* [INSTRUCTIONS FOR THE TASK]
Can you output the passage on the national HR standards word for word, from "A total of 13" to "standard in practice."?

* [DOCUMENT]
--

The SABPP HR System Standards Model encompasses the four phases of all good quality management practice, that is, prepare, implement, review and improve. The three standards components are (1) HR-business alignment at the strategic level, (2) the functional and cross-functional HR value chain, as well as (3) measuring HR success. Within these three standards components, the 13 HR standards elements generated are as follows:
- Strategic HRM;
- Talent management;
- HR Risk Management;
- Workforce planning;
- Learning & Development;
- Performance management;
- Employment Relations Management;
- Organisation Development;
- HR Service Delivery;
- HR Technology;
- HR Measurement.
A total of 13 working groups were formed for senior HR professionals to generate the standards. They were assigned to develop the standard based on three components: a clear definition of what the standard element means, the objectives of the standard, as well as the implementation of the standard in practice.
An inclusive process was followed to involve as many stakeholders as possible. In addition to the hundred HR Directors, the following professional bodies collectively representing approximately 15 000 members participated in the working groups:
- SA Board for People Practices;
- South African Reward Association;
- Assessment Centre Study Group;
- Human Capital Institute (Africa);
- Southern African Organisation Development Association;
- International Society for Performance Improvement (South Africa chapter);
- Employee Assistance Professional Association of South Africa; and
- South African Professional Trainers Association.
As conveners of the initiative, SABPP and HR Future will continue to engage with the HR professional community over the next two months to finalise the first phase of the project. HR Directors and Managers are welcome to liaise with SABPP regarding the first draft of Standards and prepare for the first set of professional practice notes. On 20 and 21 August the profession will see the roll out of the national HR standards. As HR professionals, we owe it to our clients, and other stakeholders inside and outside our organisations to drive a framework for high quality HR work. SABPP and HR Future will drive this process and stay in close contact with the HR community to ensure it is supported with the necessary capacity-building when applying these standards in practice.
Already eleven universities have committed to developing their curricula based on the output of the National HR Standards Initiative. The next generation of HR talent will reap the rewards of these standards. SABPP CEO Marius Meyer expressed his gratitude to all participants and other interested parties for joining SABPP and HR Future on a journey towards HR excellence in South Africa.

--

* [EXTRACTED MATERIAL]
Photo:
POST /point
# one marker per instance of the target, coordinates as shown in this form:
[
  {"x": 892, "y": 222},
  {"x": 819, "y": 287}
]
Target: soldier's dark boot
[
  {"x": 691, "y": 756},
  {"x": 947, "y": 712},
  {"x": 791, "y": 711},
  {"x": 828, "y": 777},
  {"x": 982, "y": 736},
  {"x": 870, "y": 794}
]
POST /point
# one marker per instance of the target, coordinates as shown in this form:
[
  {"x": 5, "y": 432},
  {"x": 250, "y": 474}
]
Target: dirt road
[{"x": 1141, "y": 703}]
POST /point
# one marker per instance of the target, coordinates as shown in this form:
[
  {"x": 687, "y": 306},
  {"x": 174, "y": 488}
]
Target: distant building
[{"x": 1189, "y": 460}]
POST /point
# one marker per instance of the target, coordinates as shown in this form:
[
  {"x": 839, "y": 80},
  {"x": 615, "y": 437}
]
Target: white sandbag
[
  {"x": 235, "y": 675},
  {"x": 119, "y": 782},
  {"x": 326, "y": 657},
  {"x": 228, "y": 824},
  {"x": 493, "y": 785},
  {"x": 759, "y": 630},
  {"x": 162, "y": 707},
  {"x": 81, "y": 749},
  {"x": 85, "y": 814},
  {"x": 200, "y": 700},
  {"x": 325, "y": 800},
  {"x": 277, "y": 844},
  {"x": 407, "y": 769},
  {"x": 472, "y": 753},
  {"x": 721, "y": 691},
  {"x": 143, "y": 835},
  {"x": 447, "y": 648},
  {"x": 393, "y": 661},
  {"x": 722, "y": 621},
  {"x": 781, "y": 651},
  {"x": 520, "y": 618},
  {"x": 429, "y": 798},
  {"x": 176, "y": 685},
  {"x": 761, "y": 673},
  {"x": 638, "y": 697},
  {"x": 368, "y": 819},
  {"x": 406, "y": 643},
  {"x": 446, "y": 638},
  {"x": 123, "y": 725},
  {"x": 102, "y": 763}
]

--

* [THE REPLY]
A total of 13 working groups were formed for senior HR professionals to generate the standards. They were assigned to develop the standard based on three components: a clear definition of what the standard element means, the objectives of the standard, as well as the implementation of the standard in practice.